(Stored records)
▼

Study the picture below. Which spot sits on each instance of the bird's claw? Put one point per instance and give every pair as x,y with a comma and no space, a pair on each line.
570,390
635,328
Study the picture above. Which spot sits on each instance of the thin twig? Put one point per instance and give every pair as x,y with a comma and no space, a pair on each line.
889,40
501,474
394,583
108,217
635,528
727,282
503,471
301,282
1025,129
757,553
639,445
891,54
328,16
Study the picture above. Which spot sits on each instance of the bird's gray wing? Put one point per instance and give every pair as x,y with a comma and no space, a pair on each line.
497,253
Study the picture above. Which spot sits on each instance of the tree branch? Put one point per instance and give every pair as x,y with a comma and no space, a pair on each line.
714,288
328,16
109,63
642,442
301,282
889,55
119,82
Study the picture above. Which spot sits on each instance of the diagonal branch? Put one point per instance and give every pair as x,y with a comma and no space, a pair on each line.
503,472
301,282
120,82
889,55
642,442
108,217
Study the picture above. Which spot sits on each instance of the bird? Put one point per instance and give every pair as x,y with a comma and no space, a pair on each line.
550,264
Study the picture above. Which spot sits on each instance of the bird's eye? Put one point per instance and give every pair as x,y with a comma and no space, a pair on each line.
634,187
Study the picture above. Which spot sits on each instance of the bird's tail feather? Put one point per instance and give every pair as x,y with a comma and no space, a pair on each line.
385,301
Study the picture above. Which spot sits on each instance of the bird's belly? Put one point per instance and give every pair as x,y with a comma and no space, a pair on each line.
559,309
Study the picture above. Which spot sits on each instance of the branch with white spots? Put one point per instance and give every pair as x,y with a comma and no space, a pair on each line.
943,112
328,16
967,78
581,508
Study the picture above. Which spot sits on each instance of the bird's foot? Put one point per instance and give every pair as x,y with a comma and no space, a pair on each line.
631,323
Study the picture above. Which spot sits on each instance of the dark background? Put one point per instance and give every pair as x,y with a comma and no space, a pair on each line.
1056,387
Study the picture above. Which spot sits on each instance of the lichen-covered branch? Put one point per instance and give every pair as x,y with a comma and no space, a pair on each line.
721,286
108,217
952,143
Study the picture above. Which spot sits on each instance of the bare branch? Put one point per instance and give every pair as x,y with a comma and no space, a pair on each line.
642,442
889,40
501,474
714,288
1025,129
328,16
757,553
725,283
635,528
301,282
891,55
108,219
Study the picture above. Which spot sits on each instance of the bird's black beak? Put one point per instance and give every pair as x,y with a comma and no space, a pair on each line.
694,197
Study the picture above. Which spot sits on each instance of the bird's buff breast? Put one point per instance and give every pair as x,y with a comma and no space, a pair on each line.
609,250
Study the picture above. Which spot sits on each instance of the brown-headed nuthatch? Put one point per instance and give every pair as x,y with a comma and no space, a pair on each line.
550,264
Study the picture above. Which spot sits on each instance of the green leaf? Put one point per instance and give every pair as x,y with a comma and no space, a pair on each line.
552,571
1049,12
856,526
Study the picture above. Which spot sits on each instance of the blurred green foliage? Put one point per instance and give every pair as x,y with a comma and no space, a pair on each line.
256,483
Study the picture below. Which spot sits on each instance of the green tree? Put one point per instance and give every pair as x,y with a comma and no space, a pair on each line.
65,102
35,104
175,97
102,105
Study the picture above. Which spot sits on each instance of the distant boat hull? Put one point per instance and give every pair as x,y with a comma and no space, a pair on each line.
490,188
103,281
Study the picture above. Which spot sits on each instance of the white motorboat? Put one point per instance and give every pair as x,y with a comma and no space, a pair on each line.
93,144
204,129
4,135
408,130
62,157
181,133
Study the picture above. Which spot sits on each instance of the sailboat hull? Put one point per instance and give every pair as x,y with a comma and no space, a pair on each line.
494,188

▲

Rewrite everything from the line containing "of the blurred" down to the end of the material, keeping every request line as it is. Add -5 to each x and y coordinate in the answers.

→ Response
Study the picture above. Which spot sits on each instance of the blurred green foliage? Put one point per instance and give every pair as x,y with a comma and no space, a pair on each line.
251,478
Study the picture below. Which spot sits on each instance of the green tree? Put one point per instance and give every pair as x,y with a comma and no space, a pair on each line.
60,97
30,99
170,92
97,100
Study the picture above. Which spot sits on each instance of the distant boat hull? Put one point per instance and give every pair as x,y with a comma and no space, a pair on each line.
485,183
98,276
Study the picture above. Which spot sits on each instance of the white motorboat? Put one point per instance and give every pair as x,y with a comma and no space, a pair on each line.
88,139
199,124
-1,130
403,125
57,152
176,128
Study the picture above. Which spot sits on each instance of the sailboat hull? Put one point per instance and give every pair as x,y with a comma and no space, a pair on each line.
489,183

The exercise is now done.